═════ Text segment ═════
- Origin: Jamaica
- Genres: Gospel
- Years active: 1971–present

= The Grace Thrillers =

Jamaican gospel group

The Grace Thrillers is a Jamaican gospel group. The group was founded in 1971 by Noel Willis. Although the members have changed over the years, the group remains one of the most internationally recognized Jamaican gospel groups and has performed in many countries including the United States, United Kingdom, and Canada.

Current membership includes founder Noel Willis Jr. Alrick O' Connor, Mary Lewis, Shalli Burchell, Natalie Foster, Cadian Brown, Althea Hemmings and Larry Snow. They have performed with some of the biggest gospel acts, including the Hawkins Family, the Commissions, the Richard Smallwood Singers, Candi Staton, Shirley Caesar, Jesse Dixon and The Williams Brothers.

== History ==
In 1984, the group represented the Caribbean in the World Gospel Festival in Chicago. In 1986 they were awarded the Rainbow Production Awards for most consistent gospel group and best gospel album, as well as the Tibby's Auto Supplies Award for Spiritual Ministry through Music and Song. In 1987 they won the Rockers Award for Best Gospel Album.
═════
* **What the exercise asks**
Can you extract the passage from the Grace Thrillers text, starting at "Current membership includes" and ending at "Best Gospel Album."? The material that comes next stands apart from the text about the Grace Thrillers.
═════ Data excerpt ═════
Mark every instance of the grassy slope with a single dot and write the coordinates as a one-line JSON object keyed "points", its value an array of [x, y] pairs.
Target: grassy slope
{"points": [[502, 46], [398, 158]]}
═════
* **The output**
Current membership includes founder Noel Willis Jr. Alrick O' Connor, Mary Lewis, Shalli Burchell, Natalie Foster, Cadian Brown, Althea Hemmings and Larry Snow. They have performed with some of the biggest gospel acts, including the Hawkins Family, the Commissions, the Richard Smallwood Singers, Candi Staton, Shirley Caesar, Jesse Dixon and The Williams Brothers.

== History ==
In 1984, the group represented the Caribbean in the World Gospel Festival in Chicago. In 1986 they were awarded the Rainbow Production Awards for most consistent gospel group and best gospel album, as well as the Tibby's Auto Supplies Award for Spiritual Ministry through Music and Song. In 1987 they won the Rockers Award for Best Gospel Album.